## [Prompt]
All lines from the one that mentions "Search for nose" through the last of the entries below must be copied exactly, with both ends kept.

## [Raw data]
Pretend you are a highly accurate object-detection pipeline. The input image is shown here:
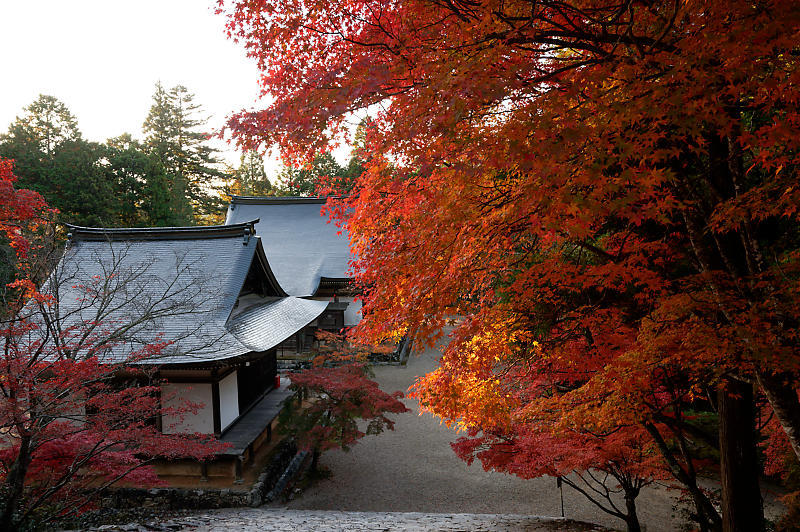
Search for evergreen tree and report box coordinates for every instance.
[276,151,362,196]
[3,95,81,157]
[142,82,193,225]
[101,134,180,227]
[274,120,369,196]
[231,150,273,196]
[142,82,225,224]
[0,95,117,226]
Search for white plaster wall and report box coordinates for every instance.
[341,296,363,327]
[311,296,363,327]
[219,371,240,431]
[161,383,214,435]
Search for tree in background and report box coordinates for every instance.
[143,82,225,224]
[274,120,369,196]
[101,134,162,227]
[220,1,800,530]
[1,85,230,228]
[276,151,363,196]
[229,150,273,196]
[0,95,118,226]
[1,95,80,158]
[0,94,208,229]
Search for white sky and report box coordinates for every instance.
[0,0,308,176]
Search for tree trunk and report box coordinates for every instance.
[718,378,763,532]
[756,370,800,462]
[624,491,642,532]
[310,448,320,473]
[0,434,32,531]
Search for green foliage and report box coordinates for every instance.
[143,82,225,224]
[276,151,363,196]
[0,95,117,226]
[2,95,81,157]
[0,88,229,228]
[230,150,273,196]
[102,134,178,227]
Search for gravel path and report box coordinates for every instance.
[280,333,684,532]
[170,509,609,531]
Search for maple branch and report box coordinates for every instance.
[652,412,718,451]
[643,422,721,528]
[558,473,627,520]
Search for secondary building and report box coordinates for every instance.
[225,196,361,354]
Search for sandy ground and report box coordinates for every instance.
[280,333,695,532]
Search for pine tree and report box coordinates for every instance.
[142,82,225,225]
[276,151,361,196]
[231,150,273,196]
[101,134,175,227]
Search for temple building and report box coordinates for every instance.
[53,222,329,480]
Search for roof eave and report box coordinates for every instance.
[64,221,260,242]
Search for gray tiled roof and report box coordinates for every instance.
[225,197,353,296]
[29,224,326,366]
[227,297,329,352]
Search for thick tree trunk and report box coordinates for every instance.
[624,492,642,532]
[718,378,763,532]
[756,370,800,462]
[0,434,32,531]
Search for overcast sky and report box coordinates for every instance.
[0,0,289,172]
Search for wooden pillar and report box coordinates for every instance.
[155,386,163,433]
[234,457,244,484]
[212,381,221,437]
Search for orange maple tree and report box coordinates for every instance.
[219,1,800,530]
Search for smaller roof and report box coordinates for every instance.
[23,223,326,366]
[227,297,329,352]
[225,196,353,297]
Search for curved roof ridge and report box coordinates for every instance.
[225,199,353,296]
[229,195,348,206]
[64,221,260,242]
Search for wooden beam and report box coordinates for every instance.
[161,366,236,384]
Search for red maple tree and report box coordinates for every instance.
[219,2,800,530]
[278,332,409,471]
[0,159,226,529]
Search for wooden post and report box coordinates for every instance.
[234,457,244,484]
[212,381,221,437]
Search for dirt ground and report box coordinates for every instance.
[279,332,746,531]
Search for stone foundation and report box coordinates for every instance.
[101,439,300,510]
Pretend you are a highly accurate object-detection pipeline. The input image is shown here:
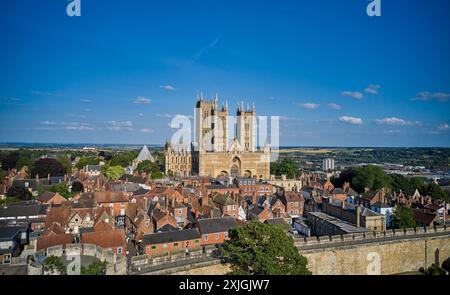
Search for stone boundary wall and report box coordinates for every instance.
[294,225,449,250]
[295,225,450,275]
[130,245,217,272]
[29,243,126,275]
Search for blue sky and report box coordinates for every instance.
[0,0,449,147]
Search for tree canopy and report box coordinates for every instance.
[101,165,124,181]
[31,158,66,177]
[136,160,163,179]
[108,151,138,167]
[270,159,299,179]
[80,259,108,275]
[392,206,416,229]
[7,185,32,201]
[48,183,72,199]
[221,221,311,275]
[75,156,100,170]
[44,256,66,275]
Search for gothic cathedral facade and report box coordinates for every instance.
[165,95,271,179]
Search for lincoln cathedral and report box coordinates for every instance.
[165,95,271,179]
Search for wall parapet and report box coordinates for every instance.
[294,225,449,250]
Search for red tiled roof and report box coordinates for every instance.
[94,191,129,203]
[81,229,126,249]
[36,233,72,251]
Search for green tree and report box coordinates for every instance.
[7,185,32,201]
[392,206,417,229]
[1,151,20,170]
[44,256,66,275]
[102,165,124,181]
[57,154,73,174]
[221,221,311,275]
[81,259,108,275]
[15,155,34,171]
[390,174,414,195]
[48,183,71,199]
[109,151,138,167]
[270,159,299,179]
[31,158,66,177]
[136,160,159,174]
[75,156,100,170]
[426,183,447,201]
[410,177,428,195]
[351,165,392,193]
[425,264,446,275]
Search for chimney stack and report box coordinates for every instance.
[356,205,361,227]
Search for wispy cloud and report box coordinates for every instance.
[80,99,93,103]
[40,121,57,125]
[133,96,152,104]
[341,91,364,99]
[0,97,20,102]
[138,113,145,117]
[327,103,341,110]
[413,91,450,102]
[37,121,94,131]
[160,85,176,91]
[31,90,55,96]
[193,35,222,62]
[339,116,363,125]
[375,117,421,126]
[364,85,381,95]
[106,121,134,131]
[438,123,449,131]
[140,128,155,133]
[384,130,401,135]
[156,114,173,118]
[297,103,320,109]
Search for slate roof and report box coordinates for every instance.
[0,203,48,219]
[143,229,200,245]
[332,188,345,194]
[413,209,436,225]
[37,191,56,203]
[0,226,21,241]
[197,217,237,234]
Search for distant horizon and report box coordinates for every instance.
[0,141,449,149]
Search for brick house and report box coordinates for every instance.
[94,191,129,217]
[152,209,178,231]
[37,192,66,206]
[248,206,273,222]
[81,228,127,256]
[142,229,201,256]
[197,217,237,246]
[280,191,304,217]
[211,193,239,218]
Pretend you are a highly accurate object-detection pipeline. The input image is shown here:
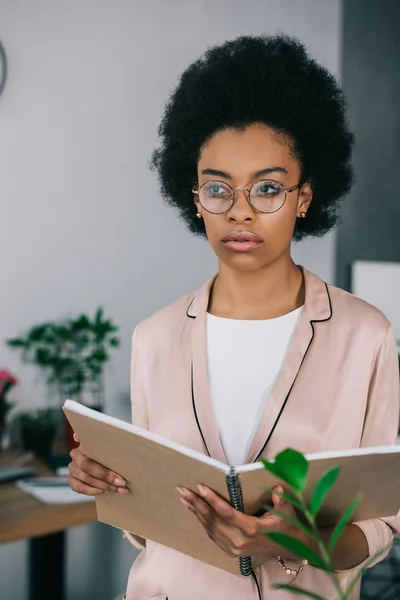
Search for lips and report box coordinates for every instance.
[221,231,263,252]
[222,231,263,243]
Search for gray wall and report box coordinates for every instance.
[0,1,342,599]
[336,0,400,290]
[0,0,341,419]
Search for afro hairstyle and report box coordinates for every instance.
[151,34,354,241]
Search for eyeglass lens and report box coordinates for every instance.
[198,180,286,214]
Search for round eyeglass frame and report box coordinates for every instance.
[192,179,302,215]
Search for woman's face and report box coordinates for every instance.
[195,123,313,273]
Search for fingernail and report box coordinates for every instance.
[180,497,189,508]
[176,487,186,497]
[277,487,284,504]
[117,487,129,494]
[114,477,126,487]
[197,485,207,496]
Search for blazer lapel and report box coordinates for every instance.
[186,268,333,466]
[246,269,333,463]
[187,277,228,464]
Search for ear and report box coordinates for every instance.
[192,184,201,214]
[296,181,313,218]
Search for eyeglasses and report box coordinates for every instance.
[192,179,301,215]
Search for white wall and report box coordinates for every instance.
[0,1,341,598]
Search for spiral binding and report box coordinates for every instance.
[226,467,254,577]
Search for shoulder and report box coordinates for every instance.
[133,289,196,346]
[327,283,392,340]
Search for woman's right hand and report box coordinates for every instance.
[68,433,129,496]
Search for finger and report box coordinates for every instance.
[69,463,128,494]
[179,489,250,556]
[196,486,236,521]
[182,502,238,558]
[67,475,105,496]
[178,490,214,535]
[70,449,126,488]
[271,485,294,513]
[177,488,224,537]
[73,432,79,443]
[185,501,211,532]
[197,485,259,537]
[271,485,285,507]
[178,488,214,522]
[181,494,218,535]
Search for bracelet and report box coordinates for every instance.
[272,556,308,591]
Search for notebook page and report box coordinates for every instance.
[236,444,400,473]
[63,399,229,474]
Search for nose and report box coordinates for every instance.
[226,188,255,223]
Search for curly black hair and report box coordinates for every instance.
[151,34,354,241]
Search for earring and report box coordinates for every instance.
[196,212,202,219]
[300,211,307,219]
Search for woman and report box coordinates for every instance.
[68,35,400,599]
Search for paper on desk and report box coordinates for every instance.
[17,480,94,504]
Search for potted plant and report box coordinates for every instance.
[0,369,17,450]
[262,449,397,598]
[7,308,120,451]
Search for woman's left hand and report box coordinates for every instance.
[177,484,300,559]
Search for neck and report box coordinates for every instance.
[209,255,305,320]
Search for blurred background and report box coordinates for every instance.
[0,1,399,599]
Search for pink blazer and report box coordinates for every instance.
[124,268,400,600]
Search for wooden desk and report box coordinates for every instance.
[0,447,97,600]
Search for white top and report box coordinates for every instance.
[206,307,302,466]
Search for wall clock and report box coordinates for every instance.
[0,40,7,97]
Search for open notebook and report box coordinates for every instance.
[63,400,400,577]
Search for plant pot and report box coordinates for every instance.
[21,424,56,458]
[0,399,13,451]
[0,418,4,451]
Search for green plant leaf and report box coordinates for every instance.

## [Answer box]
Search for nose and report box coordinates for every instance.
[226,188,255,223]
Search for curly black hair and report box coordinates for every instance.
[151,34,354,241]
Search for earring and report box coordinates for every instance.
[196,212,202,219]
[300,211,307,219]
Search for woman and report box coordinates for every instance.
[68,35,400,599]
Search for paper on desk and report box coordinates for every instance.
[17,480,94,504]
Search for potted plant and report box coordinates for every instance.
[0,369,17,450]
[262,449,397,598]
[7,308,120,451]
Search for woman's left hand and report box coordinates for every instance.
[177,484,300,559]
Search for neck and report box coordinates for every instance.
[209,255,305,320]
Search for blurred background and report box coordinates for every instance.
[0,1,399,599]
Search for pink blazer and report box coordinates for every instance.
[124,268,400,600]
Search for wooden desk and report box coordinates for every instance.
[0,447,97,600]
Search for white top and report box coordinates for every instance.
[206,307,302,466]
Search for wall clock and report box coordinates for every instance.
[0,40,7,97]
Search for open notebook and report box coordinates for every instance.
[63,400,400,577]
Search for plant pot and report box coordinates for every instance.
[21,424,56,458]
[0,399,13,451]
[0,418,4,451]
Search for green plant leaf and report box coordinates for every instance.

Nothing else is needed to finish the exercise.